▶ _AIM OF THE EXERCISE_
Please answer these questions from the CIFAR-10 classifier guide:
(a) How many outputs does the GetCifarData operation produce?
(b) Which Python library offers a simple method for downloading the CIFAR-10 data?
(c) What function must every operation's Python class include?

▶ _PASSAGE PROVIDED_
_ _ _ _

CIFAR-10 Classifier

This guide provides step-by-step instructions on how to create full pipeline for training and evaluating a simple image classification neural network. This example uses the CIFAR-10 dataset. This guide assumes that the reader has a basic understanding of the DeepForge interface. New users are recommended to review the step-by-step guides before attempting the process described in this guide.

Pipeline Overview

../_images/cifar-pipeline-blank.png

This guild will give a step-by-step process beginning with a new, blank pipeline (shown above) and ending with the pipeline shown below that will create, train, and evaluate a CIFAR-10 classifier.

../_images/cifar-pipeline-final.png

GetCifarData Operation

To create your first operation, click on the floating red button in the bottom right of the pipeline editor workspace, and click on the New Operation option that appears.

This operation provides the pipeline with the training and testing data that will be used by later operations. In many cases, this will be accomplished with Input operations, but it may be preferable in some cases to retrieve the data programmatically.

The first step in any operation should be giving it a name, defining its attributes, and defining its inputs and outputs. These steps are best performed in the right-side panel in the operation editor.

Our GetCifarData operation will produce four outputs, representing the images and labels from the training and testing sets. This operation does not require any inputs or attributes.

../_images/get-data-io.png

The next step in creating any operation is defining its implementation. This is performed in the left panel using the python programming language. Every operation is defined as a python class that must include an execute function. Any arbitrary code can be included and run in association with this operation, but an execute function must be included and external code will only run if called from within the execute function.

CIFAR-10 is a very common benchmarking dataset. As such, the common keras neural network python library provides a simple method for directly downloading and using the data. The code for doing this is relatively straightforward and is shown below.

from keras.datasets import cifar10

class GetCifarData():

    def execute(self):
        print('Retrieving CIFAR-10 train_imgs')

        # Retrieve CIFAR-10 data. load_data() returns a 2-tuple of 2-tuples. The
        # left hand side decomposes these tuples into four separate variables.
        (train_imgs,train_labels),(test_imgs,test_labels) = cifar10.load_data()

        print('CIFAR-10 train_imgs successfully retrieved')
        print('Training set shape: {shape}'.format(shape=train_imgs.shape))
        print('Testing set shape: {shape}'.format(shape=test_imgs.shape))

        return train_labels, test_imgs, test_labels, train_imgs

When finished, return to the pipeline and use the add operation button again to add the new operation to the pipeline. At this point, you should have a single operation with four outputs, as shown below:

../_images/get-cifar-pipeline.png

TrainCifar Operation

The next operation will create and train the neural network classifier.

_ _ _ _

▶ _PROVIDED MATERIAL_
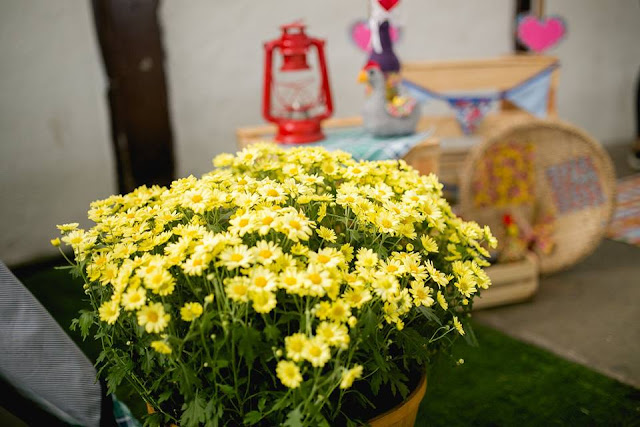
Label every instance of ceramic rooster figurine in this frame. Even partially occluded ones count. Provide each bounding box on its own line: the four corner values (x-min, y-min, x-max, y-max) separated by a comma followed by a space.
358, 61, 420, 137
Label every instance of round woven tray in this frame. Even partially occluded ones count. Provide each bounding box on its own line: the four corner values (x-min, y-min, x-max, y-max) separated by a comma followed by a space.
460, 119, 615, 273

_ _ _ _

▶ _TASK RESULT_
(a) Four: the images and labels from the training and testing sets.
(b) The keras neural network library.
(c) An execute function.